Your task: Quote word for word the lines starting at the line with "spot the grass turf texture." and ending at the final line of the entries. Leave out any pictures.
***
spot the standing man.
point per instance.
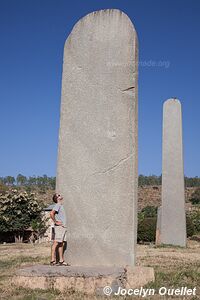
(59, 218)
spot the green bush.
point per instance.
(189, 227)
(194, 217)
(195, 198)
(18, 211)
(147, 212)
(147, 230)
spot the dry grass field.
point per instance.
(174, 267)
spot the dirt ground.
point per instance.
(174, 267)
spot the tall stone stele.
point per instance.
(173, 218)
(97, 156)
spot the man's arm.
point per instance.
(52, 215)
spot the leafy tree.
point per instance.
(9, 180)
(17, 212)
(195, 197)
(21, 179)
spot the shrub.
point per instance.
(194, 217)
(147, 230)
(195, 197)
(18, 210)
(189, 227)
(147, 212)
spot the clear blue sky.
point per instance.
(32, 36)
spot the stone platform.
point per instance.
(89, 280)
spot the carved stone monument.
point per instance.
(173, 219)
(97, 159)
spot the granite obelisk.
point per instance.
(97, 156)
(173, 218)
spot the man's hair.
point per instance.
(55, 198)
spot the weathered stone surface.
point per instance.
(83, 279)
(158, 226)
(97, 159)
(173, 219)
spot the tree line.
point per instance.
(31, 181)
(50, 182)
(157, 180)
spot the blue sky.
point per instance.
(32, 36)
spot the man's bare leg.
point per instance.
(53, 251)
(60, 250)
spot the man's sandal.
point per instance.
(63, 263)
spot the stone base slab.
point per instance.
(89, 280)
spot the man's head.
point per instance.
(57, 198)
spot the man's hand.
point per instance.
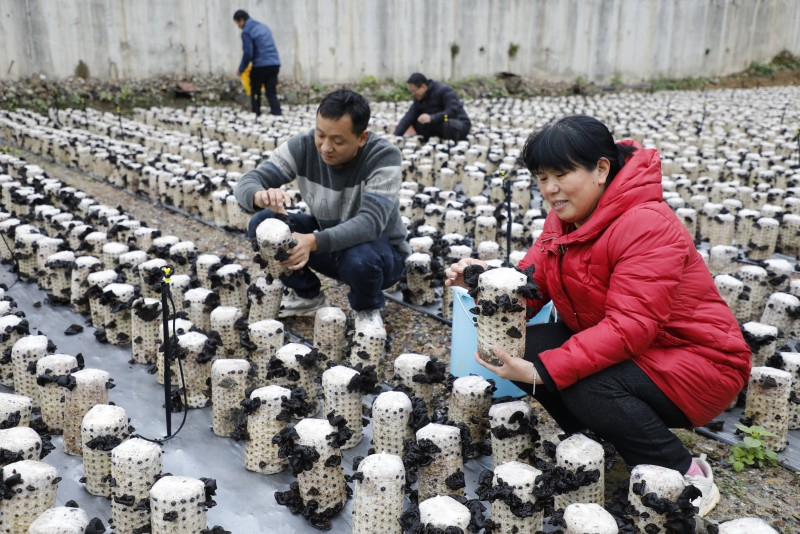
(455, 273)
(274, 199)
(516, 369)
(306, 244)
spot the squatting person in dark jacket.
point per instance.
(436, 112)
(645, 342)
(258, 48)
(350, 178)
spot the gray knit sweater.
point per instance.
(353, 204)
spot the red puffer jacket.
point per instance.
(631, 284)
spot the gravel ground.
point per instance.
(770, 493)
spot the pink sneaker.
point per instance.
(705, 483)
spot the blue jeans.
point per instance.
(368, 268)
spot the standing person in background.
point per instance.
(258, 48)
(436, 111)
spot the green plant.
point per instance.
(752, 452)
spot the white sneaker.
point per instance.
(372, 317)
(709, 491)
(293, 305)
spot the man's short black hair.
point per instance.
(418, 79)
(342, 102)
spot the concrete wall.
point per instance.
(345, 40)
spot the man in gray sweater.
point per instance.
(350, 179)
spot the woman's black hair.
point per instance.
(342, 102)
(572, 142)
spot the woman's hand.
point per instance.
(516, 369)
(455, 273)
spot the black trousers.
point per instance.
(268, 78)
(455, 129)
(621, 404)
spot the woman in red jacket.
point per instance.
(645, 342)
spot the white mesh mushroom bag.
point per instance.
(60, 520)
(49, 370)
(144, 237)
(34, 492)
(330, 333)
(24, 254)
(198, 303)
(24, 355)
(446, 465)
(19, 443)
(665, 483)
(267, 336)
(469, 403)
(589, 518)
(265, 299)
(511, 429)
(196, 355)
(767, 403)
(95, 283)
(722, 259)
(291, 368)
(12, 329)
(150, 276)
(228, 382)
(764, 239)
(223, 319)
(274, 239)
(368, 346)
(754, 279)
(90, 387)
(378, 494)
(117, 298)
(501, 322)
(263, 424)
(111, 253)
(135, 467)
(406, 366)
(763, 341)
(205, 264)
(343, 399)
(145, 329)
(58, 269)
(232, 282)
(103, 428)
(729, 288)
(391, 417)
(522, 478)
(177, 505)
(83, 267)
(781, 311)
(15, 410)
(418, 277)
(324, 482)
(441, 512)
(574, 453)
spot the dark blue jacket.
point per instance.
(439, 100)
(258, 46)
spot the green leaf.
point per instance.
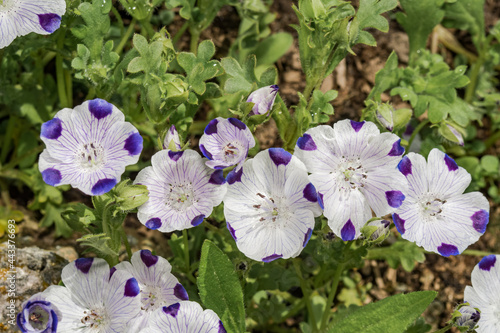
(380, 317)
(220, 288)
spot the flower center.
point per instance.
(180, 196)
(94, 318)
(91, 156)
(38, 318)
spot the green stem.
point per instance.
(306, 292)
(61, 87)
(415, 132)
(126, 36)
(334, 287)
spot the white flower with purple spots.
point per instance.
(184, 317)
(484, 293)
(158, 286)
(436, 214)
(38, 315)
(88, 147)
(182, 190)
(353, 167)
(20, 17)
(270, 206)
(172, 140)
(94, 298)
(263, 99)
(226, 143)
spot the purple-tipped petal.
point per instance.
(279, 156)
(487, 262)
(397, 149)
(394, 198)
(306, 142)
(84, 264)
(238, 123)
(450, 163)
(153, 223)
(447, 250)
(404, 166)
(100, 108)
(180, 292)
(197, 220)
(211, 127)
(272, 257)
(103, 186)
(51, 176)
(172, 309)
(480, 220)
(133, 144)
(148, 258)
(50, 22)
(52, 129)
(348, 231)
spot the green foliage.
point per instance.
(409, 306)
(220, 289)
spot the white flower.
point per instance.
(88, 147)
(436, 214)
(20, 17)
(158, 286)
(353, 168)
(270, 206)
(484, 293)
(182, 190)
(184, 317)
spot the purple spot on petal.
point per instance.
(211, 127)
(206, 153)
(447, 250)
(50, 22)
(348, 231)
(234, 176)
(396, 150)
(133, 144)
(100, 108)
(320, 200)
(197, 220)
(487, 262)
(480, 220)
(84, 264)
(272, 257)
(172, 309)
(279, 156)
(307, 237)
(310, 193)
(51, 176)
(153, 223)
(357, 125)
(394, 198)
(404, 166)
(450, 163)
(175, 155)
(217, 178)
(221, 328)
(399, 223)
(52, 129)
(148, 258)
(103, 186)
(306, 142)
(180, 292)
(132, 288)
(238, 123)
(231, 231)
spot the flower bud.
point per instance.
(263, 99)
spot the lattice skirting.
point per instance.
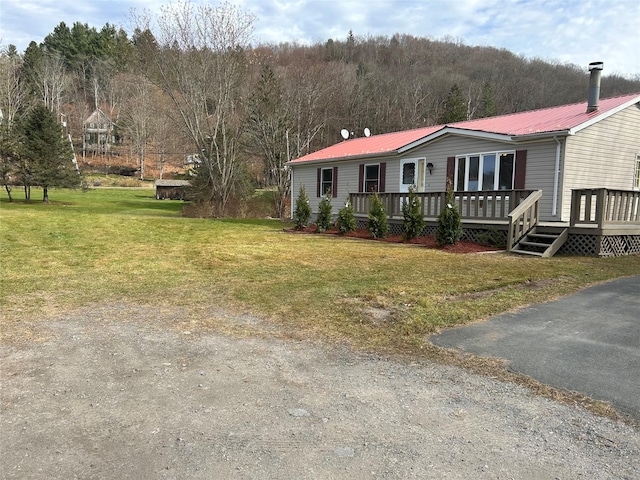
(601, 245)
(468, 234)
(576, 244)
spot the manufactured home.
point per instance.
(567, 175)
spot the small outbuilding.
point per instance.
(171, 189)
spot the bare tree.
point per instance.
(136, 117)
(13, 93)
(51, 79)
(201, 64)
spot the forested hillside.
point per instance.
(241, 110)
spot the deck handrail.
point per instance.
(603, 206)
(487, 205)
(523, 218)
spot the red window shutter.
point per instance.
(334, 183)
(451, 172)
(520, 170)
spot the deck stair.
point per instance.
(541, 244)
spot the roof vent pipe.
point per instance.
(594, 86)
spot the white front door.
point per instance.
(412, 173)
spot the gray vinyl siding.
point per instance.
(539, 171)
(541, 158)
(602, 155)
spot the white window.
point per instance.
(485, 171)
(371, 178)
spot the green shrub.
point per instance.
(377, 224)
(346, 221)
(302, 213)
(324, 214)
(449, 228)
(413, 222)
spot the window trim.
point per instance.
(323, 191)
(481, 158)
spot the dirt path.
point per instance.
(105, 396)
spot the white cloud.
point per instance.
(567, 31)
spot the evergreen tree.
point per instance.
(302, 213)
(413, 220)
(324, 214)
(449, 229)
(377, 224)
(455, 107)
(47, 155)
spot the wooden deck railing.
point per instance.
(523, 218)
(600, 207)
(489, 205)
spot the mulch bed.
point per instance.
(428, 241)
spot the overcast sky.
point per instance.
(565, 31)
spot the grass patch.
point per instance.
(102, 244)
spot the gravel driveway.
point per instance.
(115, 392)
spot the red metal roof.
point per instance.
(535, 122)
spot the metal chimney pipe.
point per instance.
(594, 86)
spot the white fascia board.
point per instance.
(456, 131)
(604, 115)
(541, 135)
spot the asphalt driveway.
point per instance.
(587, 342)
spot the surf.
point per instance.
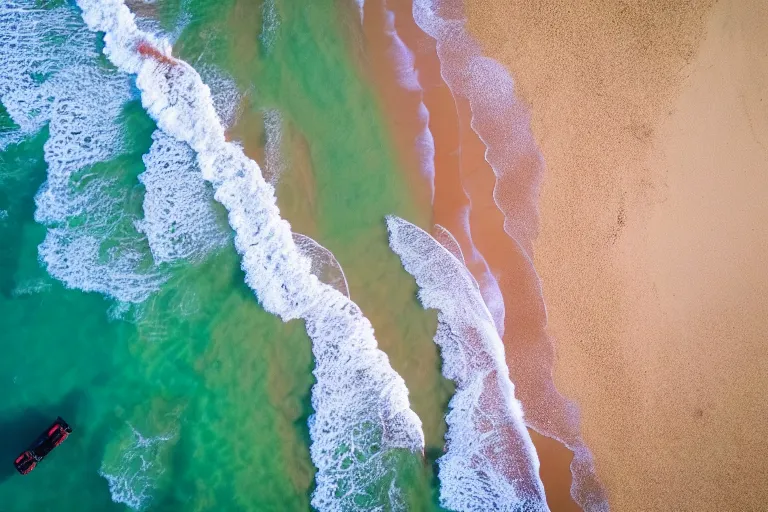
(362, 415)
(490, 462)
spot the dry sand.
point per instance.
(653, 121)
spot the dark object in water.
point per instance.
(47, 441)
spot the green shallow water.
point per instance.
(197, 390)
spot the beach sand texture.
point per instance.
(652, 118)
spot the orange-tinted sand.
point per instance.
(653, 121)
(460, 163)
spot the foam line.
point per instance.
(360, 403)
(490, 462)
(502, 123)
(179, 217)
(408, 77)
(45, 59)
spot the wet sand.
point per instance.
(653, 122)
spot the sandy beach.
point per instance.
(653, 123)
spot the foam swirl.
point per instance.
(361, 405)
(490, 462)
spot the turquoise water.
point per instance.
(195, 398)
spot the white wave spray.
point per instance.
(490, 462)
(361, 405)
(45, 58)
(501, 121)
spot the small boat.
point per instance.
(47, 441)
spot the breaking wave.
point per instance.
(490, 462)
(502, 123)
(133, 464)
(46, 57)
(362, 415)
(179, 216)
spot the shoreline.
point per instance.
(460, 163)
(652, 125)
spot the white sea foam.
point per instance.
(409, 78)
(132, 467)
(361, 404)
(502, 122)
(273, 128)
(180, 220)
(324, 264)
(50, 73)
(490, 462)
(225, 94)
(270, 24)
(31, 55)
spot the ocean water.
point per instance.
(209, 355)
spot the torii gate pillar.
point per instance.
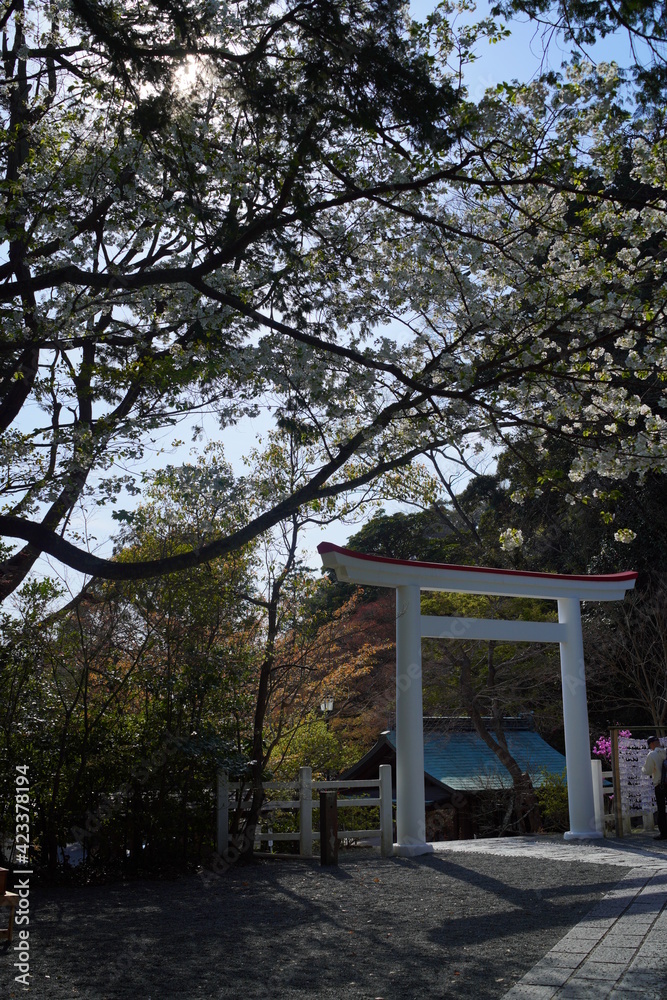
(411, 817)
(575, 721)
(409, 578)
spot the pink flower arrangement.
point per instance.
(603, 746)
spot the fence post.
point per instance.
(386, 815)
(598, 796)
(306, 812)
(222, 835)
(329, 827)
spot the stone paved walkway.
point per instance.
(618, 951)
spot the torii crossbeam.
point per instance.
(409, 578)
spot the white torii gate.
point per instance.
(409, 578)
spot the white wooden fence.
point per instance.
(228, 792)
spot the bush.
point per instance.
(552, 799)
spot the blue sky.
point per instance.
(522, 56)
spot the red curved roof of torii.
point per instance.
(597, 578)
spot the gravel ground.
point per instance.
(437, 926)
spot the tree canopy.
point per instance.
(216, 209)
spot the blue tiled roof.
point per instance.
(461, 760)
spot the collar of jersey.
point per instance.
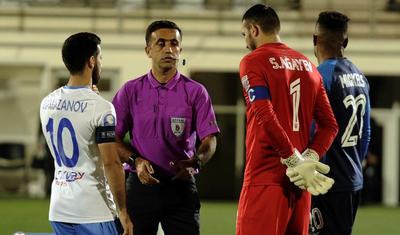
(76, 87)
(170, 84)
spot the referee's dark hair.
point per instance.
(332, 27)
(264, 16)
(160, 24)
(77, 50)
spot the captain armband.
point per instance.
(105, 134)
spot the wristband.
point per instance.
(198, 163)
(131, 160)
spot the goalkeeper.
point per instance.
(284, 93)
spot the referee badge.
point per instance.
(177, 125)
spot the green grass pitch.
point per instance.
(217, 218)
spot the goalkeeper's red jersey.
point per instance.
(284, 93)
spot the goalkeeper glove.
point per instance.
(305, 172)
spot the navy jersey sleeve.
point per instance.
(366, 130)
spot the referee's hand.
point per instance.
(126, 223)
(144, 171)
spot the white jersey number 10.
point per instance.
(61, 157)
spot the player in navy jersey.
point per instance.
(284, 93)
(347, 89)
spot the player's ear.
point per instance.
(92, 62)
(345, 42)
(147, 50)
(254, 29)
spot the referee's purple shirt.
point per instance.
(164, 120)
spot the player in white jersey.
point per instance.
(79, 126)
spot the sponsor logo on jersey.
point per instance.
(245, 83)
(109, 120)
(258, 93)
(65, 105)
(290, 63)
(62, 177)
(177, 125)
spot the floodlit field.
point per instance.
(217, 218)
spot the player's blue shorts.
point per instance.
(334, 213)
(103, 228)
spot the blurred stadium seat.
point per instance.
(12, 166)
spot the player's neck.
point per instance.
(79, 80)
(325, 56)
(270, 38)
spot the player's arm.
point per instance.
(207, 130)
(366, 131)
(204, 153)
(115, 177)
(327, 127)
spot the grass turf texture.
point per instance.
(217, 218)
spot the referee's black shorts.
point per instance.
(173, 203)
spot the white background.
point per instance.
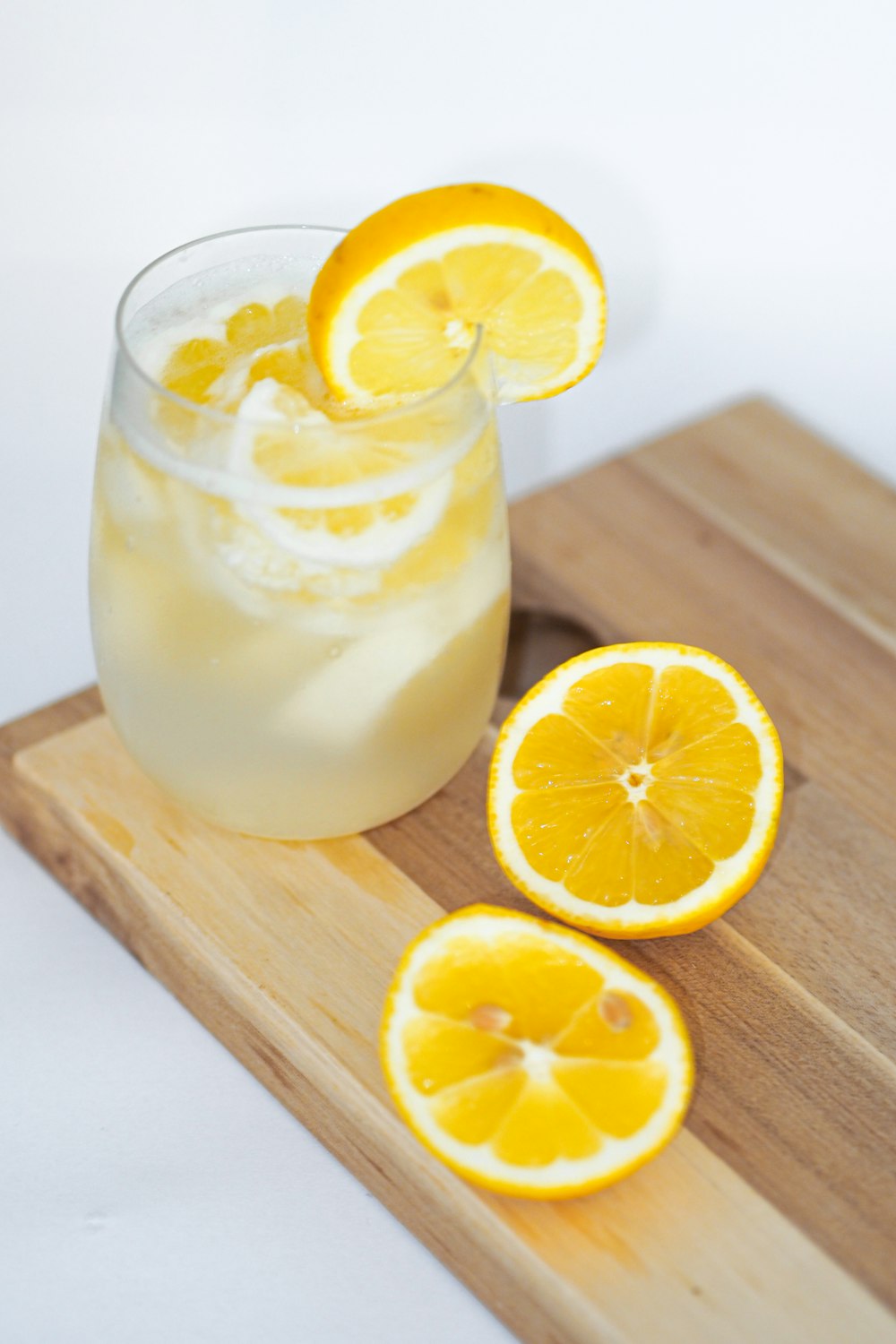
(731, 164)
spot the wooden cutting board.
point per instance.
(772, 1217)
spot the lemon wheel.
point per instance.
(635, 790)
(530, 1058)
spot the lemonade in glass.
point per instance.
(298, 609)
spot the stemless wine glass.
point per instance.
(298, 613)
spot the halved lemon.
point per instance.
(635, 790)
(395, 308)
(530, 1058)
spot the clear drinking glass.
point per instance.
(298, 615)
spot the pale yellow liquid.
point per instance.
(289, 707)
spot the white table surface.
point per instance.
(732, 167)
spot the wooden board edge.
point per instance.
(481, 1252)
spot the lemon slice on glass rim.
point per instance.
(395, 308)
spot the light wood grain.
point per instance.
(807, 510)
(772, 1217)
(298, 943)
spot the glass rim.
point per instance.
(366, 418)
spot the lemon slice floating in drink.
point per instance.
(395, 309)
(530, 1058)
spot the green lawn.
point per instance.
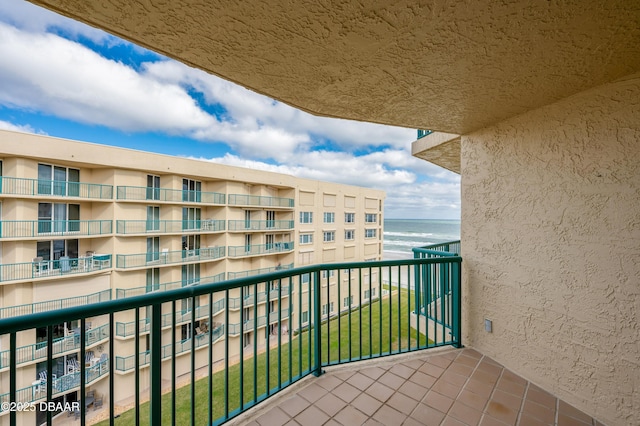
***
Answer:
spot the grass turf texture.
point per instance.
(217, 218)
spot the referee's black shorts.
point per instance.
(173, 203)
spot the white background.
point per instance.
(731, 164)
spot the wooden cutting board.
point per instance.
(772, 1217)
spot the lemon wheel.
point per instance.
(635, 790)
(530, 1058)
spot the lemonade in glass.
point per instance.
(298, 609)
spot the stemless wine glass.
point per instance.
(298, 613)
spot the halved lemon.
point per instance.
(635, 790)
(395, 308)
(530, 1058)
spot the clear drinking glass.
point per instance.
(298, 615)
spot the pale yellow liquid.
point per instance.
(289, 707)
spot the white table surface.
point per instance.
(732, 167)
spot the wooden board edge.
point per instance.
(481, 1252)
spot the lemon slice on glass rim.
point per instance.
(395, 308)
spot the light wood grain.
point per instance.
(807, 510)
(772, 1217)
(298, 943)
spot the glass rim.
point per instance.
(366, 418)
spot the lemon slice floating in drink.
point per instance.
(395, 309)
(530, 1058)
spot the green lawn.
point per instance.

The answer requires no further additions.